_PASSAGE FOR REVIEW_.
#####

Monday, 7 December 2015

Trip number 4 begins

Sunday 6 December 2015
Wow – interesting tropical rain. You hear it first, wonder what the sound is, and then it appears like a tidal wave, coming along the river in a line between flat calm and ruffled, from 0 to 60 in zero time. It’s tipping it down right now, which is not entirely unwelcome in 32 degrees while we’re sitting under the veranda with nowhere in particular to go.
To go back to Tuesday – we set off from St John’s on the bus to Heathrow, feeling a bit frazzled and anxious but happy to be on our way at last.
It’s a long journey with many a weary wait in dreary anonymous airports. Ten hours to Bangkok, an hour and a half there, then 75 minutes flight on to Phnom Penh. We had booked into a guest house next to the airport there and all would’ve been well if some *plonker* (me) hadn’t merrily stuffed the wrong sim card in my phone, where it got stuck. This meant we had to queue up to ask the nice patient young man at the Smart counter to fix it. We arrived at You Eng guest house at about 9.30pm – so that’s 24 hours travelling.

#####

_RECORDS SUPPLIED_.
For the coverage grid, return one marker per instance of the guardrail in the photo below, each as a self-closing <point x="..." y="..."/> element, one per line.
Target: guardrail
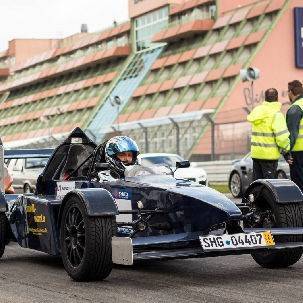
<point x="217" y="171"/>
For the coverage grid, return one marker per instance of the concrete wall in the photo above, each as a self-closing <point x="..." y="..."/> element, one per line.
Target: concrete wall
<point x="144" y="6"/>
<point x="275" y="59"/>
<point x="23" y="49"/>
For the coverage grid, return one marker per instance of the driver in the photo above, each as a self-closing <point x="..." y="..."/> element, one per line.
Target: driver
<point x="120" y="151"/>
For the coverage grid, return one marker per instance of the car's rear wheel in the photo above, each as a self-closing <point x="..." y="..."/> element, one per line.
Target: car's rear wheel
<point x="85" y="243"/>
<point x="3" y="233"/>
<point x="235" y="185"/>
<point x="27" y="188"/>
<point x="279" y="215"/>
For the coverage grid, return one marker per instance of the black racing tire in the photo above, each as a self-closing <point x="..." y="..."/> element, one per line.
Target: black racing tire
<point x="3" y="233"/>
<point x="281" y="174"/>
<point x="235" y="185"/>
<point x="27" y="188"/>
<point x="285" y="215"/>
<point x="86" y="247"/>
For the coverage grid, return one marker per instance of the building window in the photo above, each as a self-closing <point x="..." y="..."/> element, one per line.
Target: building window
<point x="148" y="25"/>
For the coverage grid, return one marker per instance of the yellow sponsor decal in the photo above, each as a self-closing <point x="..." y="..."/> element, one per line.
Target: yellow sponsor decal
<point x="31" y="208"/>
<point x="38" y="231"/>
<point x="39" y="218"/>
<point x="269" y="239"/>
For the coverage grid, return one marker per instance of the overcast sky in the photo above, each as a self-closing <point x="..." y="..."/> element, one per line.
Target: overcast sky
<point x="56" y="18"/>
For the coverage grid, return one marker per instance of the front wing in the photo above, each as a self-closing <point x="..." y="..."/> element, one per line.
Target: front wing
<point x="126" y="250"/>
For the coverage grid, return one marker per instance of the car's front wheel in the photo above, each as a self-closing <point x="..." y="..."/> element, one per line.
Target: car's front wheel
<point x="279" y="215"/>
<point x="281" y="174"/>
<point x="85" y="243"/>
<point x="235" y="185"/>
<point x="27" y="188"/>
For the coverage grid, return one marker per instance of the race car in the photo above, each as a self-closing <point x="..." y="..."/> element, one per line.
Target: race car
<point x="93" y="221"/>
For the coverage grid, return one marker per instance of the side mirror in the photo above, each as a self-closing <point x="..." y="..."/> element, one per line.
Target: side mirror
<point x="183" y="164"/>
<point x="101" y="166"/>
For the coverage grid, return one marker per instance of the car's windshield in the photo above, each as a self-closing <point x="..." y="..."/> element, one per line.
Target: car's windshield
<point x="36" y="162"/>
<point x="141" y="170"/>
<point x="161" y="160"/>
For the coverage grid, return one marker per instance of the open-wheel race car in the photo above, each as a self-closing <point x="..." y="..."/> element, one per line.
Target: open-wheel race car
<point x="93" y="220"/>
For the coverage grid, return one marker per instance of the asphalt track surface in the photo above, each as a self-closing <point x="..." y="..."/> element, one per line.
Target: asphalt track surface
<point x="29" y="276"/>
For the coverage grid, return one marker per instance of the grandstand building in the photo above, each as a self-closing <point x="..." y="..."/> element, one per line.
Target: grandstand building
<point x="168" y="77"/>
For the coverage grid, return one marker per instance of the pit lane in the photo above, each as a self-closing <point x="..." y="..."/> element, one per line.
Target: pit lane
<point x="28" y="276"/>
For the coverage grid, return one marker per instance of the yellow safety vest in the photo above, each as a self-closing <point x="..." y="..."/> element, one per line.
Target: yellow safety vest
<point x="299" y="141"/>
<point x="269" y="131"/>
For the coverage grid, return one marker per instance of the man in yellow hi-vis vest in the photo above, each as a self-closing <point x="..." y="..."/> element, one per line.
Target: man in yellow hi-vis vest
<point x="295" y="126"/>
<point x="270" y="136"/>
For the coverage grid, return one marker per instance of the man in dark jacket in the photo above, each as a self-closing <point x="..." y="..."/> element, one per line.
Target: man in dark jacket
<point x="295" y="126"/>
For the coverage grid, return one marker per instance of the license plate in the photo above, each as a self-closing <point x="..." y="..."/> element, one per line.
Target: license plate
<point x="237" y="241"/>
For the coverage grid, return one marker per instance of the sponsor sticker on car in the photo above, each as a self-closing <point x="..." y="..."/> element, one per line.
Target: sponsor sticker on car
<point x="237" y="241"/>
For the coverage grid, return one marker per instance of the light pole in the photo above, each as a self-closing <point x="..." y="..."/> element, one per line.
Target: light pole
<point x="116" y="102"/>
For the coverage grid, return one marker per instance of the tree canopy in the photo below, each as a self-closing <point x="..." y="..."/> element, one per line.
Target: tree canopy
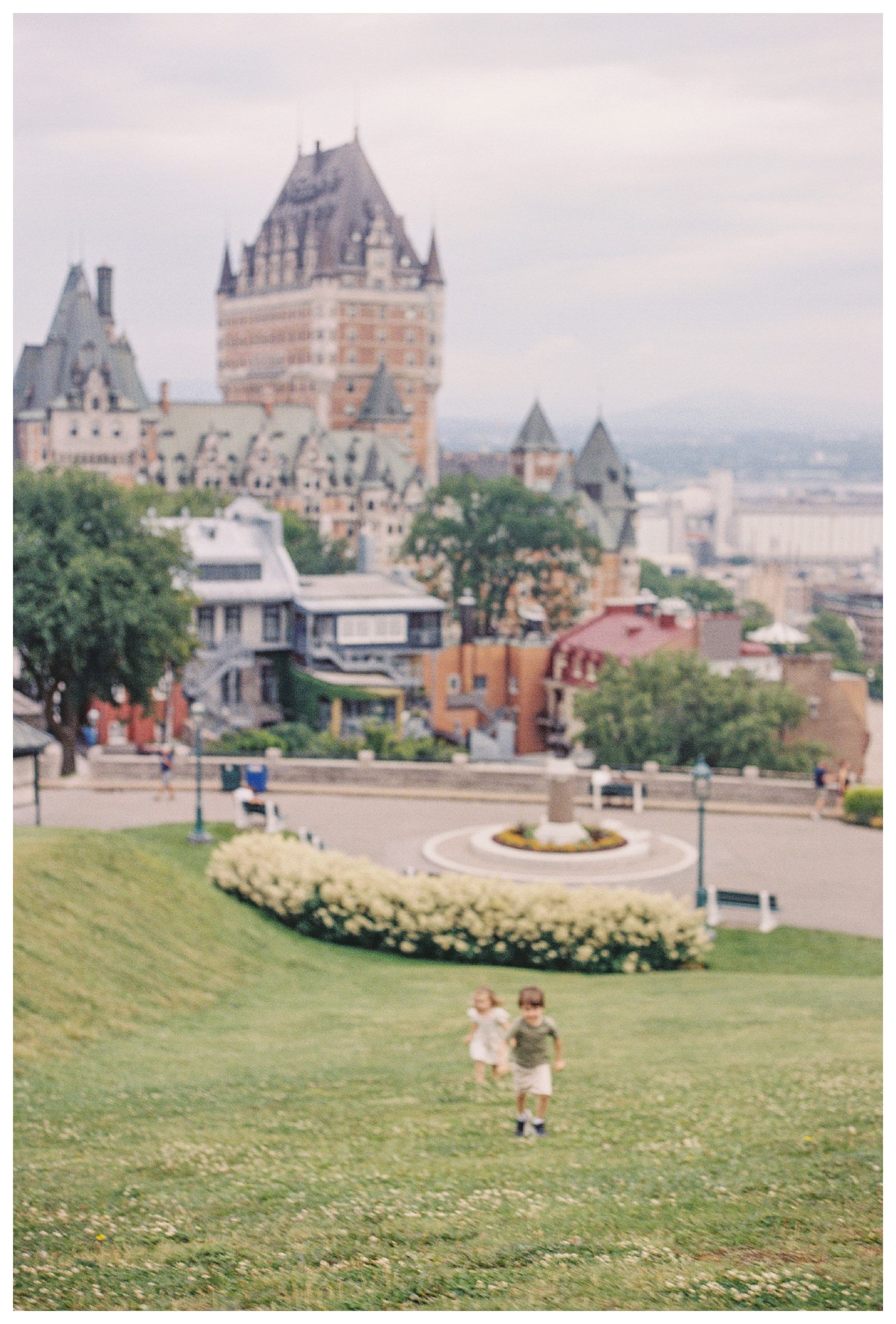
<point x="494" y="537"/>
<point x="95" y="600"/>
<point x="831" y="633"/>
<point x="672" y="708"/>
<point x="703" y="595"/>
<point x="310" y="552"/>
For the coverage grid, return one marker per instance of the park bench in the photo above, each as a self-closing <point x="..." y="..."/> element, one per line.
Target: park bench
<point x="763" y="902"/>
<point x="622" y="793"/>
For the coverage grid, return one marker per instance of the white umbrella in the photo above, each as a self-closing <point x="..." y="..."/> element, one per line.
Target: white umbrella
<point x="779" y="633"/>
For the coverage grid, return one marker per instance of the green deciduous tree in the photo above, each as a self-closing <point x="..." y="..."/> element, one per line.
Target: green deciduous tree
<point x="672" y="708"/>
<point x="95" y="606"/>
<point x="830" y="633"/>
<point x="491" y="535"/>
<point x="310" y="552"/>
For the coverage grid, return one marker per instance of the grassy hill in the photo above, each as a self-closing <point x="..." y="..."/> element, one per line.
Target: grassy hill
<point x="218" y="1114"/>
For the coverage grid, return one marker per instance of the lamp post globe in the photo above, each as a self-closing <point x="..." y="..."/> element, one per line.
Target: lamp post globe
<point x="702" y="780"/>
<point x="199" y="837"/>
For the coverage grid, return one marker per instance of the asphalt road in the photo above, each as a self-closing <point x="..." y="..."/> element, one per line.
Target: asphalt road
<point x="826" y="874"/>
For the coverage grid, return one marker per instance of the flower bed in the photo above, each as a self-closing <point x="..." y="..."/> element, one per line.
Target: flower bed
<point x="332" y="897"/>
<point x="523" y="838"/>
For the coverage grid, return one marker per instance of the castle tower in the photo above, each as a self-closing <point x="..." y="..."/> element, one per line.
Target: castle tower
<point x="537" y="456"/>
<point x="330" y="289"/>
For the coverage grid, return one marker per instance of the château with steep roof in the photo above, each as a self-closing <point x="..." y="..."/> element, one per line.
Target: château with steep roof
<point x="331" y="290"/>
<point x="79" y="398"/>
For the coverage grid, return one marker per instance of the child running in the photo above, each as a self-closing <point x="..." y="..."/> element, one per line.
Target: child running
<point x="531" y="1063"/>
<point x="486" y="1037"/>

#####

_EXERCISE AIM_. Please resume the travel journal about the trip to Phnom Penh, carrying on after its last sentence.

_RESULT OF THIS TASK_.
I'm fascinated by this area, which I guess is the coast of Burma. It's difficult to tell how flat the land is from 30,000 feet.
The next day we got picked up by LPG-powered taxi and drove 4 hours across the Cambodian plains and down to the coast. It took a while to find Mangroves and More, our bungalows, among the dirt tracks that criss-cross the scrubland and woods around Otres Village.
Otres Village itself lies about a kilometre from the shoreline. It’s basically a mangrove-lined river estuary that’s been taken over by backpackers of all nations. Hastily built wooden shacks have appeared in recent years and rice paddies have given way to much more lucrative, often ex-pat owned bungalow resorts, bars and cafes. It’s not pretty but it has its charms.
A nearby Otres village resort
Fortunately, our bungalows at Mangroves and More are great. Four little riverside rooms - ours is called Rosi - run by friendly hosts, Marcus and Maik.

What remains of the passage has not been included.